(YOUR INSTRUCTIONS): Print every entry exactly as written and exclude all images.

----

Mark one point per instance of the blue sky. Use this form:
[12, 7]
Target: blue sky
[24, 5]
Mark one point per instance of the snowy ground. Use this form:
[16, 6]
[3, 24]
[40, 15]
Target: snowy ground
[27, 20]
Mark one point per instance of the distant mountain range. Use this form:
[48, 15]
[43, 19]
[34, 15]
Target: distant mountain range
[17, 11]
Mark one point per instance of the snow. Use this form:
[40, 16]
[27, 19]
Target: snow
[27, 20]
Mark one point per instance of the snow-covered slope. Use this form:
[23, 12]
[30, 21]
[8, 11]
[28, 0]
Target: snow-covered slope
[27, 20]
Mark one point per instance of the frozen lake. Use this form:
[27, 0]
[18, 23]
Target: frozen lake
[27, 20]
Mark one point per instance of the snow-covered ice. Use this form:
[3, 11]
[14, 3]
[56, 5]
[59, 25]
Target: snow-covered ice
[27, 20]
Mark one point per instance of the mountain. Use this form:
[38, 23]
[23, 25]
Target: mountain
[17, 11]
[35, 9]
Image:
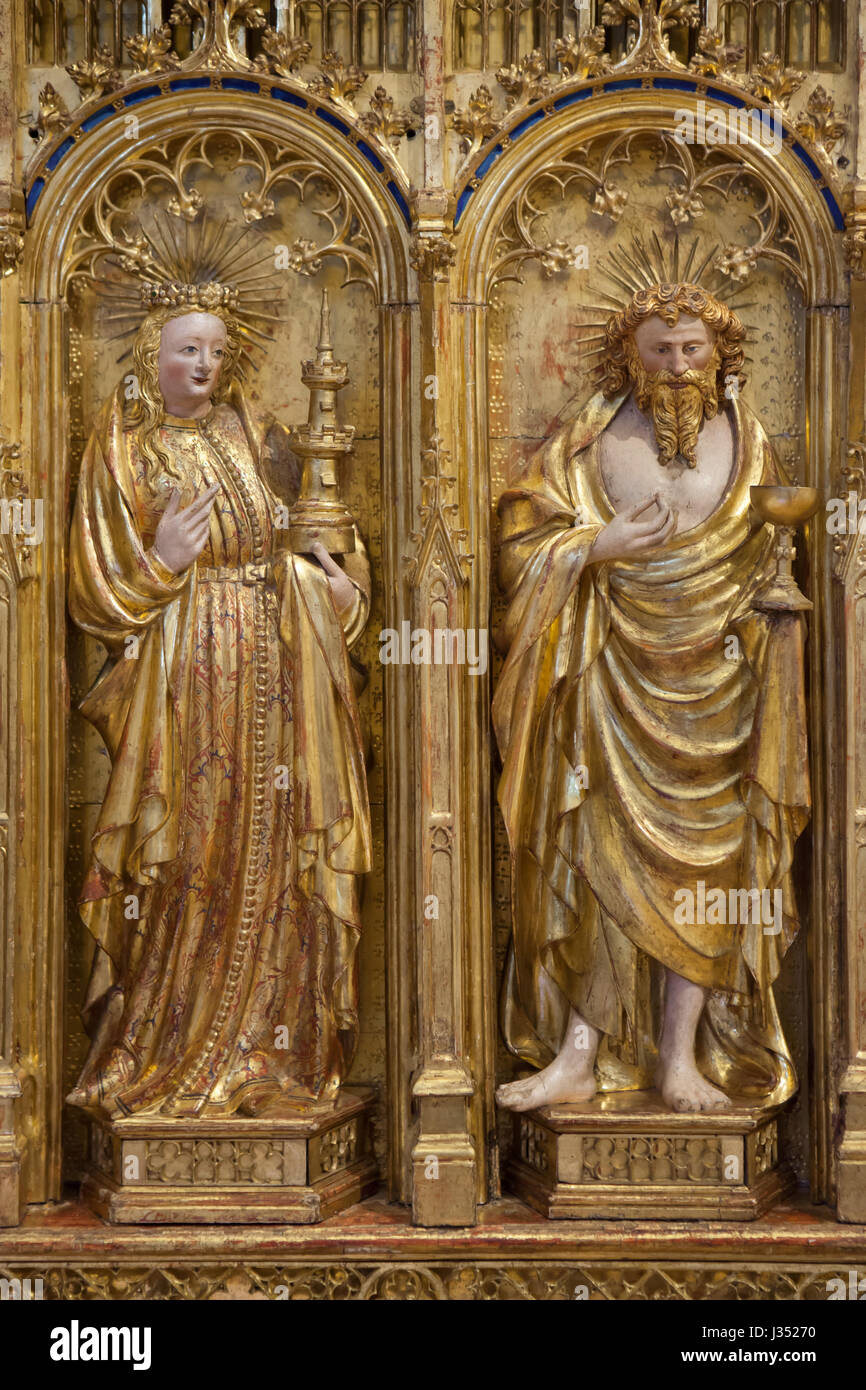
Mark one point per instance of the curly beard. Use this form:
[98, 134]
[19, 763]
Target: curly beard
[677, 412]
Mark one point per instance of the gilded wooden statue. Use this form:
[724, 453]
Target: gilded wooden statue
[651, 720]
[223, 888]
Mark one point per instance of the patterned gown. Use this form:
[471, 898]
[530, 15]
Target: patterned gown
[234, 986]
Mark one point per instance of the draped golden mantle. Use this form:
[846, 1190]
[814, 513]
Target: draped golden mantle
[645, 754]
[237, 819]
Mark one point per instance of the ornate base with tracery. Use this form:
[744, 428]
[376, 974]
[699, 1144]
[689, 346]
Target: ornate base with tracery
[161, 1172]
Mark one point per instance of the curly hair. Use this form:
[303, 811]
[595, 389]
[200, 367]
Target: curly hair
[669, 302]
[148, 410]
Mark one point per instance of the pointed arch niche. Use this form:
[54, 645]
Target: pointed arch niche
[72, 366]
[599, 167]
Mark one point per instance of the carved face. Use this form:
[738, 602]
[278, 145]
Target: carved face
[192, 349]
[687, 346]
[674, 373]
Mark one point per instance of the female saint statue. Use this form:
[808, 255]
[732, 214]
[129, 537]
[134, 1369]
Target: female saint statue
[223, 888]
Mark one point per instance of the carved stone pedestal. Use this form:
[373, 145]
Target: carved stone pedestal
[163, 1171]
[627, 1157]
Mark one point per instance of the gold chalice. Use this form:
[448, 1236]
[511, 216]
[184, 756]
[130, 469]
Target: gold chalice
[786, 509]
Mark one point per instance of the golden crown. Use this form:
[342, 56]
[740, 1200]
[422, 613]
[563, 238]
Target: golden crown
[173, 295]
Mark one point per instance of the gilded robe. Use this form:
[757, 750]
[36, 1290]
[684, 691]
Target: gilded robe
[644, 754]
[223, 890]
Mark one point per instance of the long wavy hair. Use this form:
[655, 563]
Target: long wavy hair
[669, 302]
[148, 410]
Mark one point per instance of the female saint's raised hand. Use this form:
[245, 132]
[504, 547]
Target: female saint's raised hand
[342, 588]
[181, 534]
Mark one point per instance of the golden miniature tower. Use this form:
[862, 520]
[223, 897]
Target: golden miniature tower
[319, 514]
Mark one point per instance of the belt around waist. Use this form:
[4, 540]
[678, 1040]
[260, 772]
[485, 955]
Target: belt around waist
[255, 571]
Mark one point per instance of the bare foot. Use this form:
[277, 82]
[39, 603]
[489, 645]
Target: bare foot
[684, 1089]
[555, 1084]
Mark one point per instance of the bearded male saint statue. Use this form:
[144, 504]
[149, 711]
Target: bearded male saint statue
[235, 820]
[652, 730]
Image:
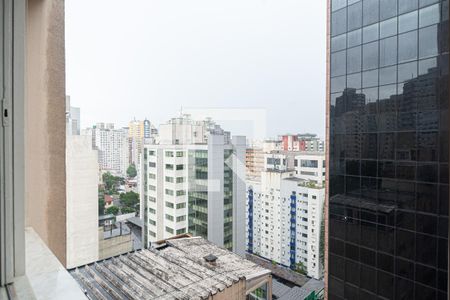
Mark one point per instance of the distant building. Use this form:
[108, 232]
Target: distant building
[254, 163]
[194, 183]
[302, 142]
[182, 268]
[285, 210]
[112, 145]
[72, 118]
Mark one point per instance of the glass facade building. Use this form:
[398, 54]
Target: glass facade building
[388, 149]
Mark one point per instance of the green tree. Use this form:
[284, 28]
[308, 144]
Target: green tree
[112, 182]
[300, 268]
[129, 199]
[112, 210]
[101, 201]
[127, 210]
[131, 171]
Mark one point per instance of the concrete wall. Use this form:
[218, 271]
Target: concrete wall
[82, 201]
[45, 177]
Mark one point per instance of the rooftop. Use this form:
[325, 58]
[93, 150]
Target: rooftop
[176, 270]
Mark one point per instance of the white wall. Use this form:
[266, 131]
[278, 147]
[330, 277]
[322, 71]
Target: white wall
[82, 201]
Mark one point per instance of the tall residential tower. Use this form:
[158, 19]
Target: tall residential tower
[193, 181]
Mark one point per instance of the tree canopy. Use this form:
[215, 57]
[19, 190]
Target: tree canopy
[112, 210]
[129, 199]
[131, 171]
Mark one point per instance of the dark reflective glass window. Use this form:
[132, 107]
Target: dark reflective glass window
[428, 41]
[388, 75]
[407, 71]
[354, 60]
[426, 223]
[406, 195]
[370, 56]
[426, 249]
[354, 81]
[429, 15]
[405, 244]
[407, 46]
[369, 168]
[388, 9]
[354, 16]
[338, 63]
[386, 146]
[338, 42]
[336, 288]
[368, 279]
[354, 38]
[385, 262]
[386, 169]
[338, 4]
[405, 219]
[352, 272]
[338, 84]
[388, 28]
[408, 22]
[404, 288]
[404, 268]
[338, 22]
[407, 5]
[370, 33]
[370, 11]
[405, 146]
[370, 78]
[369, 146]
[426, 275]
[426, 64]
[406, 171]
[427, 172]
[423, 3]
[443, 253]
[385, 239]
[427, 195]
[368, 257]
[388, 51]
[353, 167]
[385, 284]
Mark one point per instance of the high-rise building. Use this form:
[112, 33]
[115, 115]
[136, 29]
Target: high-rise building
[112, 145]
[81, 193]
[305, 142]
[388, 142]
[285, 211]
[72, 118]
[193, 181]
[254, 163]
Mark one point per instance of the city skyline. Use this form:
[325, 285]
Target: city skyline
[239, 60]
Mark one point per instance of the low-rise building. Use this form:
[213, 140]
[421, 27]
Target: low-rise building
[180, 268]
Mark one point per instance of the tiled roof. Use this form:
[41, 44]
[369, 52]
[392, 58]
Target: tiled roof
[177, 271]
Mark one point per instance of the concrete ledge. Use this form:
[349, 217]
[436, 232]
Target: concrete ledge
[45, 276]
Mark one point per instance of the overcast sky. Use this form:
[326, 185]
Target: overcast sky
[248, 63]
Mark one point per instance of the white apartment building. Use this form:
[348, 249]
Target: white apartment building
[81, 193]
[193, 181]
[112, 146]
[285, 210]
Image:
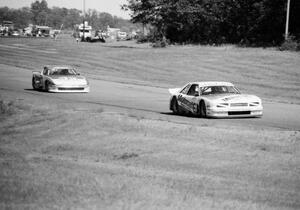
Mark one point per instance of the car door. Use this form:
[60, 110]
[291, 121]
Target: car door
[45, 76]
[181, 98]
[192, 98]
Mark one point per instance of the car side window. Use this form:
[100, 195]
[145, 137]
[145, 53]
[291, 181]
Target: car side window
[193, 90]
[185, 89]
[45, 72]
[206, 90]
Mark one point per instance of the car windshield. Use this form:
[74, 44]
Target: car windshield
[62, 71]
[219, 90]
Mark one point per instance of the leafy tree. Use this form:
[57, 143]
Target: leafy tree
[39, 11]
[251, 22]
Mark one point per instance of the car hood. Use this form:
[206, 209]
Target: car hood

----

(TASK OUTPUT):
Mark one point per instance of the blue sky. Use this form:
[12, 7]
Target: blue sky
[24, 5]
Mark one point per instance of the snowy ground. Use this form:
[16, 6]
[3, 24]
[40, 15]
Target: snowy ground
[27, 20]
Mark one point per instance of the distant mountain range. Use this form:
[48, 15]
[43, 19]
[34, 15]
Target: distant mountain range
[17, 11]
Mark one point per instance of the snow. Use this form:
[40, 16]
[27, 19]
Target: snow
[27, 20]
Mark one point per instance of the snow-covered slope. Use this form:
[23, 12]
[30, 21]
[8, 11]
[28, 0]
Target: snow-covered slope
[27, 20]
Mark one point per instance of the frozen lake. Use this form:
[27, 0]
[18, 23]
Target: frozen lake
[27, 20]
Mark one point per instance of the snow-covered ice. Use this form:
[3, 11]
[14, 3]
[56, 5]
[59, 25]
Target: snow-covered ice
[27, 20]
Mark one point per instance of the mountain. Use this form:
[38, 23]
[23, 25]
Target: mountain
[17, 11]
[35, 9]
Image:
Mark one point per instance of the curly beard. Use this form:
[98, 134]
[19, 763]
Target: curly beard
[677, 412]
Mark one point per instance of the gilded wooden statue. Use this form:
[724, 453]
Target: gilded wooden statue
[651, 720]
[223, 888]
Mark one point per instance of the patterned gown. Use this form:
[471, 898]
[530, 15]
Target: patterned gown
[234, 986]
Mark one point per instance of the draped golden mantle. Use this form:
[846, 1190]
[814, 513]
Target: draped golden mantle
[645, 754]
[237, 819]
Mark one point per instance of the ornate base with tracery. Use this form:
[744, 428]
[376, 974]
[699, 1144]
[689, 346]
Target: ornate base with tracery
[161, 1172]
Mark one point per instance of the curly hair. Use this form:
[303, 811]
[595, 389]
[200, 367]
Target: curly hair
[669, 302]
[148, 410]
Mark one point per instance of the pointed arch niche. Use this form:
[54, 645]
Target: pointed arch niche
[72, 366]
[599, 167]
Mark one point per instance of the carved face. Use this form:
[738, 602]
[278, 145]
Target: carved face
[192, 349]
[687, 346]
[674, 373]
Mark one point per instance of the female saint statue. Use this form:
[808, 255]
[732, 214]
[129, 537]
[134, 1369]
Target: female saint statue
[223, 888]
Mark one point per instance of the carved stone pedestal. Use this form:
[373, 145]
Target: carved stone pedestal
[163, 1171]
[627, 1157]
Mark one point per instance of the gold chalice. Use this form:
[448, 1236]
[511, 216]
[184, 756]
[130, 469]
Target: gold chalice
[786, 509]
Mark one point per instance of the golden crown. Use this form:
[342, 56]
[740, 1200]
[422, 613]
[563, 238]
Target: golden crown
[173, 295]
Mark one point per instance of the gilded robe. Use this form:
[757, 750]
[36, 1290]
[684, 691]
Target: gilded robe
[644, 754]
[223, 890]
Mark one point per instance of the long wavy hair. Use this form:
[655, 563]
Target: long wavy hair
[669, 302]
[148, 410]
Mark one point per instance of the female saint's raised hand. Use this form:
[245, 132]
[504, 547]
Target: female saint's raised hand
[342, 588]
[181, 534]
Mark one point per instance of the golden miniature tower. Use this form:
[862, 520]
[223, 897]
Target: golden miniature tower
[319, 514]
Mark one point per instance of the belt around waist. Use this form:
[4, 540]
[678, 1040]
[260, 772]
[485, 955]
Target: belt around waist
[255, 571]
Mark one point per instance of the bare foot. Use this form:
[277, 82]
[39, 603]
[489, 645]
Target: bare foot
[684, 1089]
[555, 1084]
Mark one point per instance of the bearded male saint statue. Use this form:
[144, 504]
[149, 711]
Target: bearded male saint statue
[235, 820]
[652, 730]
Image:
Mark one point per instance of the distant building. Use this form:
[108, 232]
Target: distant building
[254, 163]
[194, 183]
[302, 142]
[182, 268]
[285, 210]
[112, 145]
[72, 118]
Mark one point per instance of the glass facade building. Use this form:
[398, 54]
Target: glass facade building
[388, 149]
Mark one point per instance of the green tree. Use this form:
[284, 28]
[308, 144]
Target: green tree
[112, 182]
[300, 268]
[129, 199]
[112, 210]
[101, 201]
[127, 210]
[131, 171]
Mark one point per instance of the concrete wall. Use this form:
[218, 271]
Target: concrete wall
[82, 201]
[45, 177]
Mark one point per instance of the rooftop. Use this form:
[325, 58]
[93, 150]
Target: rooftop
[176, 270]
Mark one point per instance of the white wall. Use this form:
[266, 131]
[278, 147]
[330, 277]
[322, 71]
Target: white wall
[82, 201]
Mark one point per instance of the tall residential tower. Use this form:
[158, 19]
Target: tall residential tower
[193, 181]
Mark one point per instance of the tree canopy. Use this form:
[215, 57]
[19, 190]
Target: tree canopy
[112, 210]
[129, 199]
[131, 171]
Mark one point per instance of the dark reflective glass window. Use this form:
[132, 107]
Target: dark reflective glass window
[428, 41]
[388, 75]
[407, 71]
[354, 60]
[426, 223]
[406, 195]
[370, 56]
[426, 249]
[354, 81]
[429, 15]
[405, 244]
[407, 46]
[369, 168]
[388, 9]
[354, 16]
[338, 63]
[386, 146]
[338, 42]
[336, 288]
[368, 279]
[354, 38]
[385, 262]
[386, 169]
[338, 4]
[405, 219]
[352, 272]
[338, 84]
[388, 28]
[408, 22]
[404, 288]
[404, 268]
[338, 22]
[407, 5]
[370, 33]
[370, 11]
[405, 146]
[370, 78]
[369, 146]
[426, 275]
[426, 64]
[406, 171]
[427, 172]
[423, 3]
[443, 253]
[385, 239]
[427, 195]
[368, 257]
[388, 51]
[353, 167]
[385, 284]
Mark one point per instance of the high-rise building. Use this form:
[112, 33]
[115, 115]
[136, 29]
Target: high-rise building
[112, 145]
[81, 193]
[305, 142]
[388, 142]
[285, 211]
[72, 118]
[193, 181]
[254, 163]
Mark one point per instance of the city skyline. Use this form:
[325, 285]
Target: city skyline
[239, 60]
Mark one point per instance of the low-rise building. Use this form:
[213, 140]
[421, 27]
Target: low-rise building
[180, 268]
Mark one point per instance of the tiled roof. Use this form:
[41, 44]
[369, 52]
[392, 58]
Target: tiled roof
[177, 271]
Mark one point per instance of the concrete ledge. Use this form:
[349, 217]
[436, 232]
Target: concrete ledge
[45, 276]
Mark one point per instance of the overcast sky. Use this form:
[326, 185]
Target: overcast sky
[248, 63]
Mark one point per instance of the white apartment building. Use this form:
[348, 249]
Target: white apartment building
[81, 193]
[193, 181]
[112, 146]
[285, 210]
Image:
Mark one point per instance of the car door. Use this form:
[60, 110]
[291, 121]
Target: car door
[45, 76]
[181, 98]
[192, 98]
Mark one point per instance of the car side window. Use this form:
[100, 195]
[145, 137]
[145, 53]
[291, 181]
Target: car side window
[193, 90]
[185, 89]
[45, 72]
[206, 90]
Mark one point per instance of the car windshield. Use this form:
[74, 44]
Target: car windshield
[62, 71]
[219, 90]
Mark one point per instance of the leafy tree. Use this form:
[57, 143]
Target: leafy tree
[39, 11]
[251, 22]
Mark one point per instance of the car hood. Use this form:
[206, 209]
Target: car hood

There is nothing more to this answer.